#### [Problem 1]
Reproduce the part of the article on foreign adversaries and the protests between "Foreign adversaries take" and "else: an opportunity.", inclusive.
#### [Problem 2]
Pick out every line of the listing that contains the string "bush".

#### [Selected extract]

════════

Foreign adversaries take advantage of protests to sow discord


Turkish citizens demonstrate in solidarity with the George Floyd protesters near the U.S. Consulate in Istanbul, on Thursday. Associated Press/Photo by Emrah Gurel

“Axis of disinformation” lines up against U.S.

WASHINGTON—The Memorial Day killing of George Floyd in Minneapolis has sparked turmoil in the United States and outrage around the world, but authoritarian governments have seen it as something else: an opportunity.

China, Russia, Iran, and other countries have moved quickly to exploit the crisis to further their own interests, flooding the internet and state media front pages with statements, propaganda, and disinformation.

“Tonight seeing VERY heavy social media activity on #protests & counter reactions from social media accounts linked to at least 3 foreign adversaries,” Senate Intelligence Committee Chairman Marco Rubio, R-Fla., tweeted on Saturday. “They didn’t create these divisions. But they are actively stoking & promoting violence & confrontation from multiple angles.”

Mike Gonzalez, a foreign policy analyst with the Heritage Foundation, called China, Russia, and Iran partners in an “axis of disinformation.”

“We’re an open society,” he said. “Our fault lines are there for all to see. They use our racial tension, they use identity politics … to sow discord and to exacerbate our differences to make us more vulnerable.”

Each country has its own motivations for interfering: Iran wants U.S. sanctions lifted, China wants to deflect attention from its crackdown on Hong Kong and other human rights issues, and Russia wants the world to see democracies as weak. Among the countries’ overlapping motivations: distract from domestic problems and to undermine U.S. authority on the world stage.

Turkish President Recep Tayyip Erdoğan—who is engaged in a yearslong crackdown on his political opponents—joined in, tweeting that Floyd’s death was “one of the most painful manifestations of the unjust order we stand against across the world.”

════════

#### [Data records]
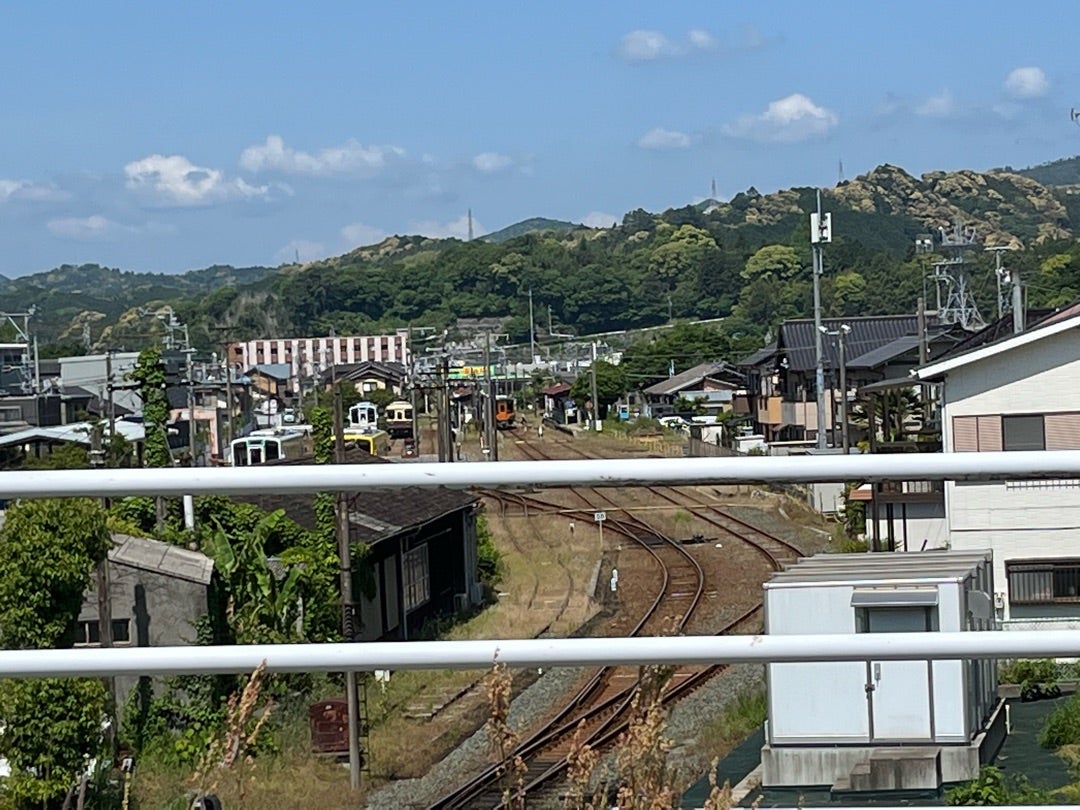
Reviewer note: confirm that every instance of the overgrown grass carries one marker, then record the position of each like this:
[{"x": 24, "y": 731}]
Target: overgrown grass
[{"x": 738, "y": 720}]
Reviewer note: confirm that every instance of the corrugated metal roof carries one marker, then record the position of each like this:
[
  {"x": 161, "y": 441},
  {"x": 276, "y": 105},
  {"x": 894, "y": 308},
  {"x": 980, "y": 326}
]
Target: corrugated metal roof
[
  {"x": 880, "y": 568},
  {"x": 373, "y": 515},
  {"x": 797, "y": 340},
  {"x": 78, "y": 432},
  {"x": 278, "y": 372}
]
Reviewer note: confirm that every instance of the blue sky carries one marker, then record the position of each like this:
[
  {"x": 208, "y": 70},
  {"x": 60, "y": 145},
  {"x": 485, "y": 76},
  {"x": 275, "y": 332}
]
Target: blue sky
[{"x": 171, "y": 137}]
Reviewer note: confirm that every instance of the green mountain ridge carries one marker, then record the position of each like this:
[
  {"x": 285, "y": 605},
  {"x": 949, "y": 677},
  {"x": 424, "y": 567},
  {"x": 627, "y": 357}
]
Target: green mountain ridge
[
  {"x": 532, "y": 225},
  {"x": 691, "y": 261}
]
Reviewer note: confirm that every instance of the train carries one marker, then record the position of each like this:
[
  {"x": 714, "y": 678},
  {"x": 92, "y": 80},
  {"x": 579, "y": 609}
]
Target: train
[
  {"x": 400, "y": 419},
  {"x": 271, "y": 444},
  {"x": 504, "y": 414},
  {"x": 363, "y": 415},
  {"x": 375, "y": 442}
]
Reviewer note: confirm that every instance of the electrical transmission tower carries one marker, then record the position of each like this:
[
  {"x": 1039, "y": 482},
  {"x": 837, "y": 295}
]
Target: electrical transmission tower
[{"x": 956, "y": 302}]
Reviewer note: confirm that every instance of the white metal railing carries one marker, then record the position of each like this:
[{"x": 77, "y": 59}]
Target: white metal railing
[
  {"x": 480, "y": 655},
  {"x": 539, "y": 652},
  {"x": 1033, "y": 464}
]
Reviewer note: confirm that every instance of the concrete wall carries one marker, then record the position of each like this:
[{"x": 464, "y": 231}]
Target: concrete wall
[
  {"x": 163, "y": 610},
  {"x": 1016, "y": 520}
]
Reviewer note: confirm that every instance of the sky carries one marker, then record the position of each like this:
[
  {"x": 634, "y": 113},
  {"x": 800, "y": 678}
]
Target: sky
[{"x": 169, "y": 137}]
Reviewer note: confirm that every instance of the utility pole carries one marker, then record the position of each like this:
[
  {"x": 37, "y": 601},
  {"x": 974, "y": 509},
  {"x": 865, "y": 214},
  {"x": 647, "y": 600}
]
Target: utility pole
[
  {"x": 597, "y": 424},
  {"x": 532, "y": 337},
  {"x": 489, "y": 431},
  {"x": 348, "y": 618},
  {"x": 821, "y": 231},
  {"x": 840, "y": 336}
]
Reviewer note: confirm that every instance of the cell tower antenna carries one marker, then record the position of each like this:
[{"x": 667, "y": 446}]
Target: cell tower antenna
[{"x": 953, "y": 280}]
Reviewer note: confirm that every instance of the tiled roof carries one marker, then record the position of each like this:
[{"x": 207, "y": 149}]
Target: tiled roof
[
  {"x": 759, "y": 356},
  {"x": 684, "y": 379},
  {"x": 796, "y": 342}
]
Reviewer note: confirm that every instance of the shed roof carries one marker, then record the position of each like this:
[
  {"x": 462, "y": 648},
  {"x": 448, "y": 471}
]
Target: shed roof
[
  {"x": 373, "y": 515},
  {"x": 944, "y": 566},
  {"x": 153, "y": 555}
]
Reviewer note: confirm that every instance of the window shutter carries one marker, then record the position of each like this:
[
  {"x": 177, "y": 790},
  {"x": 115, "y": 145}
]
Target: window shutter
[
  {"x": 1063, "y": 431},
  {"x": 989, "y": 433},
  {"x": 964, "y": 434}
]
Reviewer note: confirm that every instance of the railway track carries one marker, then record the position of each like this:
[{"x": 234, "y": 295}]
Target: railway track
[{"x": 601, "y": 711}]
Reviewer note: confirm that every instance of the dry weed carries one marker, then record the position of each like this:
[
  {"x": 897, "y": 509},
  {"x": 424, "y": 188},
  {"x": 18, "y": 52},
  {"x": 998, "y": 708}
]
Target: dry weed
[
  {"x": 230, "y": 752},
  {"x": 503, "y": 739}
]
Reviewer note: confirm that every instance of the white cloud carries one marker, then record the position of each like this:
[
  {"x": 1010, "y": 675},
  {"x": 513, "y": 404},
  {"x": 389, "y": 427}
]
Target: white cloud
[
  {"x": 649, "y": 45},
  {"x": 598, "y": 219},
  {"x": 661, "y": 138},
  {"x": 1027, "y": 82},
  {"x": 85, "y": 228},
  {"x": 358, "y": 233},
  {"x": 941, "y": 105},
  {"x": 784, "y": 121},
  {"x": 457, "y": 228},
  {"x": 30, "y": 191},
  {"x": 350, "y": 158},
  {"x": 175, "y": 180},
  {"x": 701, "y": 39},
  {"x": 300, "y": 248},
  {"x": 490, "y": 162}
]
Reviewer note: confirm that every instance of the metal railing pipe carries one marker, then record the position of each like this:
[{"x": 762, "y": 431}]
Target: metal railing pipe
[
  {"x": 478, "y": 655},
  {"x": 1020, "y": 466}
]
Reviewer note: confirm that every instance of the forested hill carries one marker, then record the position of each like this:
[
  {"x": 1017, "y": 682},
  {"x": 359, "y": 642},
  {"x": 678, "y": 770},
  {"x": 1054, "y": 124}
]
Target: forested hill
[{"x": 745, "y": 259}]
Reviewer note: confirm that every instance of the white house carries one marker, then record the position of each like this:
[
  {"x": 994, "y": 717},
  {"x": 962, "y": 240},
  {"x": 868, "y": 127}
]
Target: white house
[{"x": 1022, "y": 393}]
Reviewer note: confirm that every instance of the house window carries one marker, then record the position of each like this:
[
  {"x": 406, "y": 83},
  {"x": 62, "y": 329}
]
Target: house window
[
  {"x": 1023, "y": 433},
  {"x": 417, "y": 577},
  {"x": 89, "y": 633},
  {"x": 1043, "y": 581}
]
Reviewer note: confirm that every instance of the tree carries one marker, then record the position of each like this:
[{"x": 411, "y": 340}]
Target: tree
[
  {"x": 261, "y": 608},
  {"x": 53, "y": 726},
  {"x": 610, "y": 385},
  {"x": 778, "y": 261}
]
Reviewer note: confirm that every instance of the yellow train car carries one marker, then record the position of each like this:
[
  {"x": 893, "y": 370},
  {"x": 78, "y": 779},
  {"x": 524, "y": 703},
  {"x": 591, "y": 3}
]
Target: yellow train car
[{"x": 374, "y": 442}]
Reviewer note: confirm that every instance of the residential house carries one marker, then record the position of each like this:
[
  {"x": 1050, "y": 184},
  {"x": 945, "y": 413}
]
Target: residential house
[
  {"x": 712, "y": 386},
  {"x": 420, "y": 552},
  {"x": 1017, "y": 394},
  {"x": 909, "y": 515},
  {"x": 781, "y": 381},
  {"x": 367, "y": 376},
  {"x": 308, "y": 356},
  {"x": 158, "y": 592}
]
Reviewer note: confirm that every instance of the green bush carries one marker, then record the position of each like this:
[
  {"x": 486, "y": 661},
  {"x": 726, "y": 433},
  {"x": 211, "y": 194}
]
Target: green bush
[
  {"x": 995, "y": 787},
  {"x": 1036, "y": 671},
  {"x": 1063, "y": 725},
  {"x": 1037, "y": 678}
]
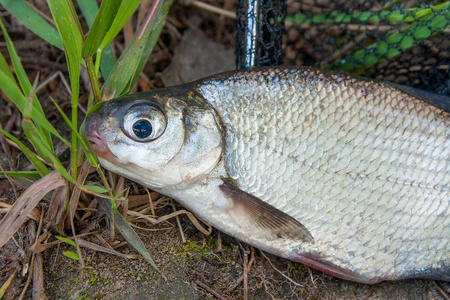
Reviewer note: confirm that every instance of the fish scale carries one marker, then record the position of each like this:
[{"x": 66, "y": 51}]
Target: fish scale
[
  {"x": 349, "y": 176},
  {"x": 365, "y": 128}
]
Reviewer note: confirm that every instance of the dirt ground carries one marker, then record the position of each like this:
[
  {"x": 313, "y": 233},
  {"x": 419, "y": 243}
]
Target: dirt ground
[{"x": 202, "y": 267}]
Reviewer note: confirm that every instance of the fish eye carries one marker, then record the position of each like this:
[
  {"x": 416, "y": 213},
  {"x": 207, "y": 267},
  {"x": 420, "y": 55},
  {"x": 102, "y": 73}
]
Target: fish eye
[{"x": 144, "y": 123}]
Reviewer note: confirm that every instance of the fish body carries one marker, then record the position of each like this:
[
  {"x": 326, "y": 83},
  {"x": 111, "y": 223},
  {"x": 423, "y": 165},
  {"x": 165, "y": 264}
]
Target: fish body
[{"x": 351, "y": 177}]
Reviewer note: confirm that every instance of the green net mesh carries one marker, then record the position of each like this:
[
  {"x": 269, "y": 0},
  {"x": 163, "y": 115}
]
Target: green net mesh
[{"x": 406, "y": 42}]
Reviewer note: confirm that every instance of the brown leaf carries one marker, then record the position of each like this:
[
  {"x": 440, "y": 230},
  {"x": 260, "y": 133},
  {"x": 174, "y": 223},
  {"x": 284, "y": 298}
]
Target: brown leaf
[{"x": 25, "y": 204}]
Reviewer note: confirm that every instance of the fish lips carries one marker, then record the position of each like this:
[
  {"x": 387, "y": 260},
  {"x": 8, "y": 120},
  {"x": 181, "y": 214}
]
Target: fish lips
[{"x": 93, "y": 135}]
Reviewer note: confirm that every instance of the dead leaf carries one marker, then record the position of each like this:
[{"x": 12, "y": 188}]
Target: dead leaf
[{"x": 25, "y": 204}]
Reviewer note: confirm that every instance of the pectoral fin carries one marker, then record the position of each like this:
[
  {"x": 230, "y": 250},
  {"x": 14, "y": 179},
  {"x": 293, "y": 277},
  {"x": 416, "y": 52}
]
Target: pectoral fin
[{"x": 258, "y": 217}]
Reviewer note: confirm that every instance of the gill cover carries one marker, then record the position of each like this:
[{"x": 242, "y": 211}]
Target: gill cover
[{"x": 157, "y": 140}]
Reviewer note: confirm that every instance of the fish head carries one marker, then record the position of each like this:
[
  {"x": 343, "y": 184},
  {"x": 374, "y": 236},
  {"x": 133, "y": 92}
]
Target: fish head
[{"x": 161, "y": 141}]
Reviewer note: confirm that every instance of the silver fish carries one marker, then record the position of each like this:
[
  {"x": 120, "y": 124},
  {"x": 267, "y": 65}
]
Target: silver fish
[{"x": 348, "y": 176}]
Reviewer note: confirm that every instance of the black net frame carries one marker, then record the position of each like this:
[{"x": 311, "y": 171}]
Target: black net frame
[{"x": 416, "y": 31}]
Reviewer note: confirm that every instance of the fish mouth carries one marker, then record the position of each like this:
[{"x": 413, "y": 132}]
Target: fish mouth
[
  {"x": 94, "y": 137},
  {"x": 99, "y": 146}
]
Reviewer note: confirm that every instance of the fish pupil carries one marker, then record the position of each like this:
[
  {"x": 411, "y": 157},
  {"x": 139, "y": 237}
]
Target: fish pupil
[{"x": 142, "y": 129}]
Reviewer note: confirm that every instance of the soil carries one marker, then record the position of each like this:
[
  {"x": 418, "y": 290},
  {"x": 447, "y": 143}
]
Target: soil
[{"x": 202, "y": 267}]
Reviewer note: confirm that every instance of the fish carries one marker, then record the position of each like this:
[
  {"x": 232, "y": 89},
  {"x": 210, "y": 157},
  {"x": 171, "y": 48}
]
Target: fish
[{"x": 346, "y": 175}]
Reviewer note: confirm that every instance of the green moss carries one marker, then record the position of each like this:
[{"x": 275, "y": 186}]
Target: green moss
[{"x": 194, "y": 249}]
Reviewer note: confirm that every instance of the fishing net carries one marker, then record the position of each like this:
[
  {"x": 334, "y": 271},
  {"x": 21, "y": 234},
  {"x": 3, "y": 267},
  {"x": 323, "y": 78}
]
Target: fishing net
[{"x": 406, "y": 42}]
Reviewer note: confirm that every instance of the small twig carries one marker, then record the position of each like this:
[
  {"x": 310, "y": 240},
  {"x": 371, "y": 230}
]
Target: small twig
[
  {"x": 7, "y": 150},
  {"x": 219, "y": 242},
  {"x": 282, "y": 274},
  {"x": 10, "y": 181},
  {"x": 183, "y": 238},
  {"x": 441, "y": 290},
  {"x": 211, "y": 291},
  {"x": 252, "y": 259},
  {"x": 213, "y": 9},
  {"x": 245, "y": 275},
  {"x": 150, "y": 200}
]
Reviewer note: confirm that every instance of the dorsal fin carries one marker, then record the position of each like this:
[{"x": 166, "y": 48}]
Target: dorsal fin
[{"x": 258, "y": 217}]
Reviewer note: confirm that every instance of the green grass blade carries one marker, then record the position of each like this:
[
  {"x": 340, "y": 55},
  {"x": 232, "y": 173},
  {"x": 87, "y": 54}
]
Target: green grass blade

════════

#### [Exercise result 1]
Foreign adversaries take advantage of protests to sow discord


Turkish citizens demonstrate in solidarity with the George Floyd protesters near the U.S. Consulate in Istanbul, on Thursday. Associated Press/Photo by Emrah Gurel

“Axis of disinformation” lines up against U.S.

WASHINGTON—The Memorial Day killing of George Floyd in Minneapolis has sparked turmoil in the United States and outrage around the world, but authoritarian governments have seen it as something else: an opportunity.

#### [Exercise result 2]
Reviewer note: confirm that every instance of the green bush carries one marker, then record the position of each like this:
Target: green bush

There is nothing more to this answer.